== YOUR INSTRUCTIONS ==
Your reply should reproduce each entry exactly and contain no pictures.
^^^^^^^^
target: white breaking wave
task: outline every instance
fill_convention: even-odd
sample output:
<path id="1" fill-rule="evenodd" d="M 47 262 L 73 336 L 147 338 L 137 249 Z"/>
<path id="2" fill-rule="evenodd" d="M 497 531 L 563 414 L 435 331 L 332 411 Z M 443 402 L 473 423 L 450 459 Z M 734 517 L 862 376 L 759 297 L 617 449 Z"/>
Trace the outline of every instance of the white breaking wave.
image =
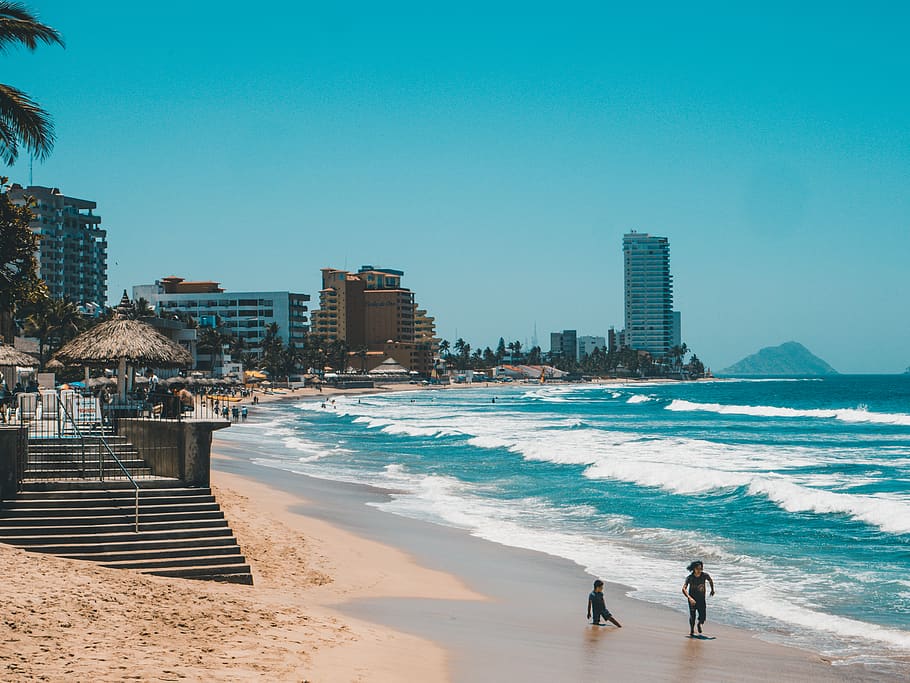
<path id="1" fill-rule="evenodd" d="M 536 392 L 565 394 L 573 387 L 541 388 Z M 634 394 L 629 401 L 651 400 Z M 469 406 L 470 407 L 470 406 Z M 303 409 L 321 410 L 313 403 Z M 724 406 L 674 400 L 671 410 L 751 410 L 754 414 L 809 414 L 814 417 L 855 413 L 861 417 L 882 413 L 866 411 L 795 411 L 770 406 Z M 828 463 L 833 471 L 842 462 L 868 463 L 856 452 L 795 446 L 721 444 L 687 438 L 642 438 L 637 434 L 587 428 L 563 416 L 535 415 L 507 409 L 491 412 L 452 409 L 426 400 L 355 403 L 338 399 L 333 414 L 387 434 L 415 438 L 463 436 L 477 448 L 508 449 L 528 460 L 582 465 L 590 479 L 614 479 L 669 491 L 700 495 L 724 489 L 744 489 L 748 495 L 770 500 L 788 512 L 842 514 L 893 534 L 910 533 L 910 498 L 850 493 L 870 484 L 869 473 L 825 480 L 817 473 Z M 895 416 L 890 416 L 895 417 Z M 910 415 L 903 417 L 910 420 Z M 567 426 L 575 427 L 566 429 Z M 798 473 L 797 470 L 816 470 Z M 836 490 L 828 490 L 835 488 Z"/>
<path id="2" fill-rule="evenodd" d="M 677 412 L 702 411 L 718 415 L 750 415 L 753 417 L 813 417 L 842 422 L 871 422 L 910 426 L 910 415 L 906 413 L 876 413 L 865 407 L 858 408 L 781 408 L 778 406 L 736 406 L 723 403 L 693 403 L 674 399 L 666 408 Z"/>
<path id="3" fill-rule="evenodd" d="M 696 439 L 640 439 L 630 435 L 578 429 L 572 432 L 510 437 L 474 437 L 480 448 L 507 448 L 528 460 L 587 466 L 590 479 L 614 479 L 678 495 L 699 495 L 744 488 L 788 512 L 843 514 L 893 534 L 910 533 L 910 499 L 842 493 L 813 488 L 814 474 L 788 472 L 817 466 L 837 454 L 814 449 L 722 445 Z M 856 462 L 855 460 L 853 462 Z M 840 487 L 868 483 L 868 476 L 842 475 Z"/>
<path id="4" fill-rule="evenodd" d="M 645 396 L 644 394 L 633 394 L 629 397 L 629 400 L 626 403 L 647 403 L 648 401 L 653 401 L 653 396 Z"/>
<path id="5" fill-rule="evenodd" d="M 907 631 L 817 612 L 808 607 L 802 607 L 792 600 L 775 600 L 773 597 L 769 597 L 771 595 L 773 595 L 773 591 L 762 587 L 734 594 L 730 600 L 744 609 L 775 621 L 782 620 L 814 631 L 826 631 L 842 638 L 877 640 L 902 650 L 910 650 L 910 633 Z"/>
^^^^^^^^
== RESPONSE BELOW ==
target: white breaking wave
task: outline every instance
fill_convention: even-odd
sample output:
<path id="1" fill-rule="evenodd" d="M 47 262 L 73 336 L 147 338 L 137 249 Z"/>
<path id="2" fill-rule="evenodd" d="M 497 531 L 563 414 L 435 331 L 332 411 Z M 443 402 L 473 423 L 450 459 Z M 734 517 L 862 376 L 759 297 L 617 449 Z"/>
Trace the outline of every instance of the white breaking wave.
image =
<path id="1" fill-rule="evenodd" d="M 536 392 L 565 394 L 573 387 L 541 388 Z M 634 394 L 629 401 L 651 400 Z M 469 406 L 470 407 L 470 406 Z M 303 409 L 321 410 L 313 403 Z M 724 406 L 674 400 L 671 410 L 751 410 L 754 414 L 809 414 L 814 417 L 855 413 L 861 417 L 882 413 L 866 411 L 795 411 L 770 406 Z M 828 463 L 833 471 L 842 462 L 868 463 L 856 452 L 795 446 L 721 444 L 687 438 L 642 438 L 637 434 L 587 428 L 563 416 L 535 415 L 507 409 L 491 412 L 452 409 L 426 400 L 355 403 L 338 399 L 333 414 L 387 434 L 415 438 L 463 436 L 477 448 L 508 449 L 528 460 L 582 465 L 590 479 L 614 479 L 669 491 L 700 495 L 724 489 L 744 489 L 748 495 L 770 500 L 788 512 L 842 514 L 893 534 L 910 533 L 910 498 L 850 493 L 870 484 L 869 473 L 825 480 L 817 473 Z M 895 416 L 890 416 L 895 417 Z M 910 415 L 903 417 L 910 420 Z M 567 426 L 575 427 L 566 429 Z M 798 473 L 797 470 L 816 470 Z M 836 490 L 828 490 L 835 488 Z"/>
<path id="2" fill-rule="evenodd" d="M 677 412 L 702 411 L 718 415 L 750 415 L 753 417 L 813 417 L 842 422 L 871 422 L 910 426 L 910 415 L 906 413 L 876 413 L 865 407 L 858 408 L 781 408 L 778 406 L 736 406 L 723 403 L 693 403 L 674 399 L 666 408 Z"/>
<path id="3" fill-rule="evenodd" d="M 696 439 L 640 439 L 630 435 L 578 429 L 572 432 L 510 437 L 474 437 L 480 448 L 507 448 L 528 460 L 587 466 L 590 479 L 614 479 L 678 495 L 699 495 L 744 488 L 788 512 L 843 514 L 893 534 L 910 533 L 910 499 L 842 493 L 813 488 L 814 474 L 788 472 L 817 466 L 837 454 L 814 449 L 722 445 Z M 856 462 L 855 460 L 853 462 Z M 840 487 L 868 483 L 868 476 L 842 475 Z"/>
<path id="4" fill-rule="evenodd" d="M 645 396 L 644 394 L 633 394 L 629 397 L 629 400 L 626 403 L 647 403 L 648 401 L 653 401 L 653 396 Z"/>
<path id="5" fill-rule="evenodd" d="M 907 631 L 817 612 L 808 607 L 802 607 L 792 600 L 775 600 L 773 597 L 769 597 L 771 595 L 773 595 L 773 591 L 762 587 L 734 594 L 730 600 L 744 609 L 775 621 L 782 620 L 814 631 L 826 631 L 842 638 L 877 640 L 902 650 L 910 650 L 910 633 Z"/>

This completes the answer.